● ПОСТАВЛЕННАЯ ЦЕЛЬ A: Переведите на английский язык это предложение из текста о представлениях о душе: «Это заставило Стобея прямо отождествлять этику Демокрита с Платоном, что, конечно, слишком преувеличено, но во многом, несомненно, соответствует действительности».

━━━━━━━━

3. Отдельные моменты представления о душе
Мы не будем здесь приводить многочисленных досократовских текстов о превращении души из одного физического элемента в другой, а также о душе в загробном мире, где она отнюдь не теряет своей материальности, а только один вид материи меняет на другой. Не стоит также приводить многочисленных текстов морального содержания. Главнейшие тексты об атомистическом понимании души мы приводили выше (ИАЭ I 468 469).
Тут интересно отметить только то, что из всех досократовских философов особенно упражняется в морали Демокрит, у которого имеется большое количество моралистических текстов, сведенных, между прочим, в "Древнегреческих атомистах" А.О.Маковельского31. Самая главная обязанность души, по Демокриту, это хорошее расположение духа, всегда спокойное и не зависящее от материальных обстоятельств, всегда радостное и мудрое, всегда воздержанное и сосредоточенное в себе. Это заставило Стобея прямо отождествлять этику Демокрита с Платоном, что, конечно, слишком преувеличено, но во многом, несомненно, соответствует действительности. Во всяком случае, по Демокриту (B 112), "постоянно размышлять о чем-нибудь прекрасном есть дело божественного ума". И это нисколько не удивительно, потому что боги у Демокрита, как и у всех досократиков, являются не чем иным, как предельным обобщением все той же материальной действительности.
4. Душа в ее тождестве и различии с другими категориями бытия и прежде всего с телом
а) Свести воедино различные представления о душе, как они дошли до нас от ранней античной классики, трудно потому, что этот философский период еще не пользуется ни развитой формальной логикой, которая стала возможной только после дискурсивной средней классики, ни логикой диалектической, которая стала возможной только в период зрелой классики. Основная философская направленность ранней классики пока еще чисто интуитивная, а интуиция пока еще не обнажает всех расчленений и противоречий действительности, на которые наталкивается дискурсия. Поэтому и в проблеме души можно находить у раннеклассических авторов сколько угодно суждений и о том, что душа и тело есть одно и то же (например, что душа есть не что иное, как дыхание = воздух или огонь = теплота), и определений о том, что душа и тело совершенно различны (поскольку, например, тело само недвижимо, а душа есть то, что им движет). Интуитивно здесь, конечно, не было никакого противоречия, потому что фиксировалась единая действительность, она же телесная, и она же душевная, и, даже больше того, она же и умственная, или, как потом стали говорить, духовная (под умом здесь понимался принцип общекосмической целесообразности).

━━━━━━━━

● ПОСТАВЛЕННАЯ ЦЕЛЬ B: Выпишите из записей все строки, где встречается слово «building». Регистр букв имеет значение.

● ЗАПИСИ:
━━━━━━━━

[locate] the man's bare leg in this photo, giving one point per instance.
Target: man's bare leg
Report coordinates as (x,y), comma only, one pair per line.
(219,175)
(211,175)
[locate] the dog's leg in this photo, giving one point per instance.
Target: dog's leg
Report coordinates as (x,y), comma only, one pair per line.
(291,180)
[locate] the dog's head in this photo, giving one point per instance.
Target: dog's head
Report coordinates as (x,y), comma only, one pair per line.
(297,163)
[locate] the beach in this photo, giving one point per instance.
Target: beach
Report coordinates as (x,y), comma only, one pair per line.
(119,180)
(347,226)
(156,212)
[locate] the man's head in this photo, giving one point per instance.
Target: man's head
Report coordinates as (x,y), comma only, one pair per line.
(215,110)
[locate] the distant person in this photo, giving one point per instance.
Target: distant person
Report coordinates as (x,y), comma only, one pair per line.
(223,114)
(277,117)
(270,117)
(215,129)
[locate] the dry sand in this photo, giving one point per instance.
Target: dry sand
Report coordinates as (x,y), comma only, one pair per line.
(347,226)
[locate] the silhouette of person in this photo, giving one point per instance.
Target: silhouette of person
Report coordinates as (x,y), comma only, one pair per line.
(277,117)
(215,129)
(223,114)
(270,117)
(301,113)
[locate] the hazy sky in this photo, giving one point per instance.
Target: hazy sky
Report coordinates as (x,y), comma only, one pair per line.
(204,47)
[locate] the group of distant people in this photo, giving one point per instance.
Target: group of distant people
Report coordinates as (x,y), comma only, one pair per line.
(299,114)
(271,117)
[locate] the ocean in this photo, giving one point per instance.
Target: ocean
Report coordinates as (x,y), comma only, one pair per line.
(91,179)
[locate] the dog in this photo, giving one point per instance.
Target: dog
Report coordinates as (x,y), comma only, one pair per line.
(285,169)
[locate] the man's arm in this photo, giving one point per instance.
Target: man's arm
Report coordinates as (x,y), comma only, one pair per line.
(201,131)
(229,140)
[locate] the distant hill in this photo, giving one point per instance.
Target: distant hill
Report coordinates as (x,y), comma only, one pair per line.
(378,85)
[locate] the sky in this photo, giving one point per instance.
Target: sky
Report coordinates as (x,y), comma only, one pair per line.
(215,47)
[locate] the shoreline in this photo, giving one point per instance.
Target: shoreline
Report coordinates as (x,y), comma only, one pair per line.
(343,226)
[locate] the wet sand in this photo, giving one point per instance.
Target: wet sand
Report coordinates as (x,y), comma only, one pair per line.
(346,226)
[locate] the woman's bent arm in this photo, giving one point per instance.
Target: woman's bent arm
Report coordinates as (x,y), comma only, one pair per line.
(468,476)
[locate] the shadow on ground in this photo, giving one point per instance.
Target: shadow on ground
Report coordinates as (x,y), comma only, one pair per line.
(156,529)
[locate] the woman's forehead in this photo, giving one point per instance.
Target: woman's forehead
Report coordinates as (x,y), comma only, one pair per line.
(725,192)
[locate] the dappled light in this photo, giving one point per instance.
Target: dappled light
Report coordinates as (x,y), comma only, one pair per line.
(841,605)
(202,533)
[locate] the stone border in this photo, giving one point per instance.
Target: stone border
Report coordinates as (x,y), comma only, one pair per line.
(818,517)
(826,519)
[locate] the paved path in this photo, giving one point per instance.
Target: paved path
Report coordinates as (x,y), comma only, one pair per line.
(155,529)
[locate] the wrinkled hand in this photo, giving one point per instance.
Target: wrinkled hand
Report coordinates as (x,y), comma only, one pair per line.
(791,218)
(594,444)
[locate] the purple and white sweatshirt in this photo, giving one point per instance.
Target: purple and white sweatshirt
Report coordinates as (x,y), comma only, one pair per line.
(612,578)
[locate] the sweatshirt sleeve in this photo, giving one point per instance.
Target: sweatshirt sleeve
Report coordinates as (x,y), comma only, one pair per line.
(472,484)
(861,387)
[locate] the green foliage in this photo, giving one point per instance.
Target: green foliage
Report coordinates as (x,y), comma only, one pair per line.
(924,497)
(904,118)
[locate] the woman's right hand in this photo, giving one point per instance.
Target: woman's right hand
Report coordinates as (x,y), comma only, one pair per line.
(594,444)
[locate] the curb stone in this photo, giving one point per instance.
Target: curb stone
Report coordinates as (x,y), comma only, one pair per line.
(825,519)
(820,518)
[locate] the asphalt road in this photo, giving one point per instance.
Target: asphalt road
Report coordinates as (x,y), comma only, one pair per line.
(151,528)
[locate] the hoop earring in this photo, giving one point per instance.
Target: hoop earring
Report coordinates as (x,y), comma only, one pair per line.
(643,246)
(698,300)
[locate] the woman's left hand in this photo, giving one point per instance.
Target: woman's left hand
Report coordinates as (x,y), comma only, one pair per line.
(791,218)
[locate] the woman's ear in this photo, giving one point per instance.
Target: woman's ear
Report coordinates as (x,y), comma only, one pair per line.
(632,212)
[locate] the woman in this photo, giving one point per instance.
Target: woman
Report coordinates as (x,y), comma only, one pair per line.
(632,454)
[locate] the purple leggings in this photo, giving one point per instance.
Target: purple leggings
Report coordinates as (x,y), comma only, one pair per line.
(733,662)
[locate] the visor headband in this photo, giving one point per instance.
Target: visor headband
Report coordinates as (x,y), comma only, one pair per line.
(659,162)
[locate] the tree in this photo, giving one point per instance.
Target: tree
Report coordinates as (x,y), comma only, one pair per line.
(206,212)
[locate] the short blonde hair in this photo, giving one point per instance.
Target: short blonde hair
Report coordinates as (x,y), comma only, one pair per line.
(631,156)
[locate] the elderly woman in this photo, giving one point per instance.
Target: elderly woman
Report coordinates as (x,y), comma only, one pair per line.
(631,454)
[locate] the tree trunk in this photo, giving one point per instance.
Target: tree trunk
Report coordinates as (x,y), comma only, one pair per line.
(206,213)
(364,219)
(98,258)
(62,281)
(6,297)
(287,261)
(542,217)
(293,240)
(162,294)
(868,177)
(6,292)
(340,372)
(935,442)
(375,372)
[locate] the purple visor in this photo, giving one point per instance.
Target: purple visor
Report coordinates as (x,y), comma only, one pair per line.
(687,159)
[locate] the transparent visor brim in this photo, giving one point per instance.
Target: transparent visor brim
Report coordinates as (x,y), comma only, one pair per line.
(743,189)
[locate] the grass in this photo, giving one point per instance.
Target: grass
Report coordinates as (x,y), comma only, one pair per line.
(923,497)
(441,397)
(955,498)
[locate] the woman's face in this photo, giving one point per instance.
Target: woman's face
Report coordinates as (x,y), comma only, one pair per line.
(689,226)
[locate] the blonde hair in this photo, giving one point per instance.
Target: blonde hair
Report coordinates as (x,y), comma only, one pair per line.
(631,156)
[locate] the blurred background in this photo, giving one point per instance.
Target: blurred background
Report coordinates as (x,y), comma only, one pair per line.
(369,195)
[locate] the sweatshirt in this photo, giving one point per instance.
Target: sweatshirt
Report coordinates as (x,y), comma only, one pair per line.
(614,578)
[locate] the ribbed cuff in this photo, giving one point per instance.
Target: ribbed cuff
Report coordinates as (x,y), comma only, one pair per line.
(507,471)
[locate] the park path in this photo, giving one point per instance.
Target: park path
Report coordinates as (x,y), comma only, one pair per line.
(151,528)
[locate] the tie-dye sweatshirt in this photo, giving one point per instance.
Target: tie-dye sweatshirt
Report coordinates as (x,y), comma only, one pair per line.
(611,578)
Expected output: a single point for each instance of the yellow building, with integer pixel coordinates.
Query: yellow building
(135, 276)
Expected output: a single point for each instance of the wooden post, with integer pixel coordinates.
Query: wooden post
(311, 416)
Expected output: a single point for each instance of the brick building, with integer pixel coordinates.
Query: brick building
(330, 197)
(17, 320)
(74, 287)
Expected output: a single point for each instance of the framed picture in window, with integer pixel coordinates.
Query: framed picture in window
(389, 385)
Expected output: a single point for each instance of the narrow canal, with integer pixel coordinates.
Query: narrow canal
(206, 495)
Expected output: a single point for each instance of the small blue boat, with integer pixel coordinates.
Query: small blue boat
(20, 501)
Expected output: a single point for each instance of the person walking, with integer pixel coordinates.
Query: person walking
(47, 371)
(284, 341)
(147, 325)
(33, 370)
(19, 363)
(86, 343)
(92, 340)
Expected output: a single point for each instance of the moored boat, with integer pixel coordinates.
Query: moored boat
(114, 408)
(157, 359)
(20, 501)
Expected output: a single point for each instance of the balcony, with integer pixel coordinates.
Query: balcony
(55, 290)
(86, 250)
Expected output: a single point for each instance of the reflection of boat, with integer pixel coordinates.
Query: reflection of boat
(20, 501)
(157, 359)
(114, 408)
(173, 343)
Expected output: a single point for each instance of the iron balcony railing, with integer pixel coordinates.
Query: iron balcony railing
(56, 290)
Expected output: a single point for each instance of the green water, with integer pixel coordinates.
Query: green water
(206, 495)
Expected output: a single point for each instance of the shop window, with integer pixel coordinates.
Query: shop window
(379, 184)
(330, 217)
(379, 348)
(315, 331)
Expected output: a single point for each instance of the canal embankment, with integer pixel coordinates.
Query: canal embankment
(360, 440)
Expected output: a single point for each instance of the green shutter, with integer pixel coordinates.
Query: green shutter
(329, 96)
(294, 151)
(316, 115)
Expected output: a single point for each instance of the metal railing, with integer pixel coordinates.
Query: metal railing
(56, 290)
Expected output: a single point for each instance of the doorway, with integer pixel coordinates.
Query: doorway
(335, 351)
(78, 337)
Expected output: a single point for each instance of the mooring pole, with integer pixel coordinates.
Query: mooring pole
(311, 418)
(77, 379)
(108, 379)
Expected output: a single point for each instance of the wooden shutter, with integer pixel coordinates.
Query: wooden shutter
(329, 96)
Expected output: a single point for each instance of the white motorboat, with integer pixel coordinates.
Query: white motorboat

━━━━━━━━

● ОТВЕТ НА УПРАЖНЕНИЕ A: This led Stobaeus to directly identify the ethics of Democritus with Plato, which is, of course, too great an exaggeration, but in many respects undoubtedly corresponds to reality.

● ОТВЕТ НА УПРАЖНЕНИЕ B:
Expected output: a single point for each instance of the yellow building, with integer pixel coordinates.
Query: yellow building
Expected output: a single point for each instance of the brick building, with integer pixel coordinates.
Query: brick building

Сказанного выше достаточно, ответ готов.